• _Passage for review_

Also, a quick disclaimer. I don't work for the Veterans Administration. I never have either as a direct employee or as the employee of a contractor. I have never even worked with VA data. Might not even recognize it if I saw it on a computer screen in front of me!

That said:
I do work and have worked for government agencies. At present, I work for the health agencies of one of the largest states in the country. I analyze huge datasets. Not all of them are in the order of the 20 million observations, but all of them are too big to be imported into only-65,000-observations-MS-Excel. Have I mentioned that the public sector is exceedingly cheap when it comes to computer hardware? I have crashed SPSS more times than I care to think of simply for lack of available memory. I even crashed MS Access for my entire unit (shhhh. They still don't know it was me.) in my first week on the job. Why all the computer problems? Well, let's see, my computer operating system is Windows 2000 ~ I don't think that's a good sign. And while I can't speak for the current IT support, in prior government jobs, I have been head and shoulders above the IT staff in computer knowledge and ability and yet, they were still able to lord administrative rights over me. I do know that when our new unit director put in an order for top of the line high speed processor, huge RAM, enormous hard drives, etc computers for us, IT questioned the need. My unit director (who had already gotten approval for the expenditure from everyone from God on down) gave IT the quick explanation about what the average state employee uses a computer for (word processing) vs. what his staff uses one for (high level data analysis of enormous datasets) and basically put the guy in his place.

Now let's review what we know about government work in data analysis. HUGE datasets. Outdated computers lacking even the minimum hardware capacity to do your job. Deadlines that were usually weeks before you got the assignment. (Forgot to mention that one earlier, didn't I?)

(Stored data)

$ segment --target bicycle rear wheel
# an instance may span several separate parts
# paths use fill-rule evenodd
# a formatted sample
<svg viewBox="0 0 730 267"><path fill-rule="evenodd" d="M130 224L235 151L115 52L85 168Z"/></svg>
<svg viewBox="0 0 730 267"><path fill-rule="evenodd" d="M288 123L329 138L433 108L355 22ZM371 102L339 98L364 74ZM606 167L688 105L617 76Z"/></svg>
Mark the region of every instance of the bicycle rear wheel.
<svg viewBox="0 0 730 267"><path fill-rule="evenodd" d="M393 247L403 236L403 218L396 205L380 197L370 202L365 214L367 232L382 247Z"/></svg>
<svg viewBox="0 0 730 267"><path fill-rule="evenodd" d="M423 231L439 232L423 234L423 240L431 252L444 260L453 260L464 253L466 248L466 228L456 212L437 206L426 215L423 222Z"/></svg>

• _Problems and tasks_
- 1) Answer these questions from the text about government data work:
(a) Which agency does the writer say they have never worked for?
(b) What operating system runs on the writer's computer?
(c) According to the final paragraph, when were deadlines usually set?
- 2) Print a part of the text about government data work word for word, starting at the words "Now let's review" and stopping after "earlier, didn't I?)".
Answer using only the text about government data work.

• _Set of answers_
- 1)
(a) The Veterans Administration.
(b) Windows 2000.
(c) Usually weeks before the assignment was received.

- 2)
Now let's review what we know about government work in data analysis. HUGE datasets. Outdated computers lacking even the minimum hardware capacity to do your job. Deadlines that were usually weeks before you got the assignment. (Forgot to mention that one earlier, didn't I?)